Comme de nombreux cancérologues, le Pr Freyer a aujourd’hui de fortes inquiétudes sur la possible sortie de la liste en sus de certains médicaments « majeurs » et très utilisés en cancérologie. « On sait qu’il y a volonté des pouvoirs publics de faire des économies. Et pour y parvenir, ils envisagent de retirer de cette liste plusieurs médicaments, tels que l’Avastin, l’Erbitux, l’Alimta ou le Caelyx. Avec cette mesure, l’objectif est d’obtenir une économie d’environ 250 millions d’euros, ce qui est assez peu en réalité. Et le problème est que, si elle mise en œuvre, cette mesure aura des conséquences sur la prise en charge des malades. Car il est clair que bon nombre d’établissements ne pourront plus assumer le coût de ces médicaments », explique le Pr Freyer.
Les cancérologues font en effet valoir que le montant des forfaits des chimiothérapies de jour ne permet pas aux établissements de rentrer dans leurs frais. « Aujourd’hui, ce forfait est à 350 € alors qu’une perfusion d’Avastin, par exemple, coûte 1 200 €. Si on sort ce médicament de la liste en sus, quelques établissements pourront peut-être continuer à assumer financièrement sa prescription. Mais cela ne sera pas le cas de la grande majorité d’entre eux. Et à terme, on risque d’aboutir à des inégalités territoriales dans l’accès à des traitements de qualité alors que notre ministre affirme que la lutte contre ces inégalités est une de ses priorités. Et il faut bien avoir conscience que c’est la survie des patients qui sera impactée », indique le Pr Freyer.

• **Données d'ancrage d'objets en langage naturel**:
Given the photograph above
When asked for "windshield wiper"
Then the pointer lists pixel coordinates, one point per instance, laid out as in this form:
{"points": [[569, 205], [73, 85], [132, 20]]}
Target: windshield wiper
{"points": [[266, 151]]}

• **CONSIGNE**: Prolongez l'extrait sur les anticancéreux menacés de sortir de la liste en sus, à la suite de sa dernière phrase.

• **RÉPONSE**:
Pour justifier la sortie de ces médicaments, les tutelles mettent en avant la possibilité d’avoir recours à des alternatives thérapeutiques. « Mais cela n’est pas toujours possible si on veut assurer la même efficacité de traitements pour les patients. Si un établissement ne peut plus prescrire de l’Avastin, il devra se remettre à délivrer des chimiothérapies cytotoxiques, c’est-à-dire des traitements du passé qui sont moins efficaces et avec plus d’effets secondaires », indique le Pr Freyer.
Selon lui, il faut revoir le système des évaluations médico-économiques du médicament en France. « Ces décisions sur la liste en sus sont prises à partir du niveau de SMR et d’ASMR. Or, le problème est que ces outils n’ont pas été conçus comme des indicateurs médico-économiques. Et les SMR sont de plus en plus figés avec un jugement de plus en plus sévère porté sur les médicaments. On voit régulièrement des molécules désormais classées en SMR 5 alors qu’il y a 20 ans, elles auraient été classées en SMR 2 ou 3. Et surtout, tout est très figé. Et on ne tient pas compte du service médical rendu constaté en clinique quotidienne », indique le Pr Freyer.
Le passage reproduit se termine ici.